Exercise brief
Write out the material again, swapping every "storefront window" for "shop window" and leaving everything else as it is. Omit the pictures.

(Entries taken from a collection)
"""
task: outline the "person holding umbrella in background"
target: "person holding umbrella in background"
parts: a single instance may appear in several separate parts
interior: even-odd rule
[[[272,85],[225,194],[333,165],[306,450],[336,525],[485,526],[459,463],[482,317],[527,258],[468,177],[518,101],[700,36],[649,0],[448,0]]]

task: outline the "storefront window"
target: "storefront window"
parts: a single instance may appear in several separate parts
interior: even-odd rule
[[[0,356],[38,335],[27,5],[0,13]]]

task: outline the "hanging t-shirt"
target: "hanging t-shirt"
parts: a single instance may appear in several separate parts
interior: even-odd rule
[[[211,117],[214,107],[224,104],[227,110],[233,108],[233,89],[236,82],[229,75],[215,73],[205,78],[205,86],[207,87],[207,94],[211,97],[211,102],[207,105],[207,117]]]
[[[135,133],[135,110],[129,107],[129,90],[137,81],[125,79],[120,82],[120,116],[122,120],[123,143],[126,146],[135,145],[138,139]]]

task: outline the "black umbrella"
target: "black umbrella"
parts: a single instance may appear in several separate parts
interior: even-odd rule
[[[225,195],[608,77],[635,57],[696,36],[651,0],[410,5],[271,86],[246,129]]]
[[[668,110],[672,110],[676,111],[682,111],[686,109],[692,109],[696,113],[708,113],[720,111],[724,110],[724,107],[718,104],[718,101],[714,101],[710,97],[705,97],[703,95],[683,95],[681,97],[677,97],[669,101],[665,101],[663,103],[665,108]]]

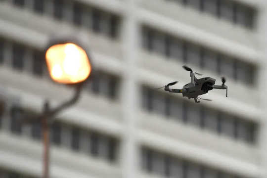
"""
Task output
task: outline the "person holding umbrella in background"
target: "person holding umbrella in background"
parts: a single instance may appear in several separate parts
interior: even-odd rule
[[[272,85],[225,194],[333,165],[306,450],[336,525],[485,526],[459,463],[482,317],[527,258],[468,177],[518,101],[700,36],[649,0],[448,0]]]

task: outline the "shop window"
target: "shop window"
parts: a single instance may appear in several separate parts
interior: even-odd rule
[[[0,356],[38,335],[27,5],[0,13]]]

task: outline the "hanging t-shirt"
target: "hanging t-shirt"
parts: a single instance may appear in several separate parts
interior: even-odd rule
[[[211,117],[214,107],[224,104],[227,110],[233,108],[233,89],[236,82],[229,75],[215,73],[205,78],[205,86],[207,87],[207,94],[211,97],[211,102],[207,105],[207,117]]]
[[[135,133],[135,110],[129,107],[129,90],[137,81],[125,79],[120,82],[120,116],[122,120],[123,143],[126,146],[135,145],[138,139]]]

task: outline the "black umbrella"
target: "black umbrella"
parts: a single instance may appear in several separate parts
interior: even-odd rule
[[[225,195],[608,77],[635,57],[696,36],[651,0],[410,5],[271,86],[246,129]]]
[[[668,110],[672,110],[676,111],[682,111],[686,109],[692,109],[696,113],[708,113],[720,111],[724,110],[724,107],[718,104],[718,101],[714,101],[710,97],[705,97],[703,95],[683,95],[681,97],[677,97],[669,101],[665,101],[663,103],[665,108]]]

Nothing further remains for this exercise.